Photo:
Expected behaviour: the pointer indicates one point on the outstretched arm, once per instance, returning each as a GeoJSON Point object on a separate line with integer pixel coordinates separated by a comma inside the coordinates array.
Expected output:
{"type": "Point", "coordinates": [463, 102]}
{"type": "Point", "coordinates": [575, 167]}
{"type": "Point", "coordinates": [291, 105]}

----------

Problem
Present every line of the material above as a numbered list, skipping blank lines.

Exercise response
1. Photo:
2. Expected behaviour: the pointer indicates one point on the outstretched arm, once per instance, returning each as a GeoJSON Point object on a separate line with integer pixel coordinates separated by a comma inside the coordinates array.
3. Expected output:
4. {"type": "Point", "coordinates": [463, 102]}
5. {"type": "Point", "coordinates": [575, 167]}
6. {"type": "Point", "coordinates": [291, 105]}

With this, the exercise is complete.